== Written request ==
Reproduce word for word the stretch of the court opinion from "Decision Date29 February" through "and LYNCH, JJ.".

== Passage provided ==

Com. v. Lam Hue To

Decision Date29 February 1984
Citation461 N.E.2d 776,391 Mass. 301
PartiesCOMMONWEALTH v. LAM HUE TO.
CourtUnited States State Supreme Judicial Court of Massachusetts Supreme Court

Robert S. Sinsheimer, Asst. Dist. Atty. (John P. Corbett, Asst. Dist. Atty., with him), for the Commonwealth.

Juliane Balliro, Boston, for defendant.

Before HENNESSEY, C.J., and LIACOS, ABRAMS, NOLAN and LYNCH, JJ.

HENNESSEY, Chief Justice.

This case involves the propriety and effect of an order issued by a judge of the Superior Court pursuant to Mass.R.Crim.P. 14(c)(1), 378 Mass. 874 (1979), 1 purporting to dismiss a murder indictment after the commencement of a jury trial. The Commonwealth sought appellate review of the order by filing a petition with a single justice of this court under G.L. c. 211, § 3. The single justice reserved and reported the case without decision to the full court on four questions. We answer "Yes" to the second question and have an insufficient record to answer questions one, three and four. Accordingly, we direct the single justice to remand the case to the Superior Court for further hearings consistent with this opinion.

During trial, the defendant filed alternative motions for a continuance, a mistrial or a dismissal of the indictment. The trial judge held an evidentiary hearing on the motions, made findings and rulings, and allowed the motion to dismiss the indictment. We summarize the facts as found by the trial judge. On August 27, 1981, Jorge Martinez-Lorenzi, a fourteen year old boy (the victim), was involved in a dispute pitting himself, Wilberto Rosario, and Jaime Anayas against Lam Hue To and Dinh Li. During the altercation, the victim sustained a stab wound from which he later died. The fracas took place on or near the front steps of a residence at 43 Haverhill Street in Brockton. The first floor of this house was occupied by Rosario's uncle and aunt, Pablo and Paula Cruz. The Brockton police arrived shortly after the stabbing and Officer Arthur Sullivan took charge of the investigation.

Unable to speak Spanish, Officer Sullivan relied completely upon Pablo and Paula Cruz, who volunteered their services, for interpretation in interviewing bystanders. Based entirely upon the information filtered to him through Pablo and Paula Cruz--neither of whom had witnessed the stabbing or its antecedents--Sullivan concluded that the victim had been stabbed with a knife and that the defendant or Dinh Li had stabbed him.

Officer Sullivan arranged for Pablo Cruz, Rosario, and Anayas to go with him to police headquarters in his cruiser. While they were seated in the vehicle, but before Sullivan took the wheel, another officer, John Flynn, gave Sullivan a knife which Flynn said he had found in the bushes immediately to the right of the front steps at 43 Haverhill Street. The knife is a wooden-handled, steel-bladed boning knife. When Sullivan received it from Flynn, its blade bore brownish, reddish stains which Sullivan knew, or as a police officer should have known, resembled dried blood. At this juncture, Sullivan had been at the scene for approximately ten minutes. He knew that the stabbing weapon had not been located. Sullivan showed the knife to Cruz, who told him that his wife had been using it in the kitchen, had heard noises in the street (from the crowd that gathered immediately after the stabbing), had run out, neglecting to leave the knife behind, and had inadvertently dropped it.

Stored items

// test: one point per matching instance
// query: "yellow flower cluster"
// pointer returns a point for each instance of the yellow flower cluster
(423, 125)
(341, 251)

== Exercise answer ==
Decision Date29 February 1984
Citation461 N.E.2d 776,391 Mass. 301
PartiesCOMMONWEALTH v. LAM HUE TO.
CourtUnited States State Supreme Judicial Court of Massachusetts Supreme Court

Robert S. Sinsheimer, Asst. Dist. Atty. (John P. Corbett, Asst. Dist. Atty., with him), for the Commonwealth.

Juliane Balliro, Boston, for defendant.

Before HENNESSEY, C.J., and LIACOS, ABRAMS, NOLAN and LYNCH, JJ.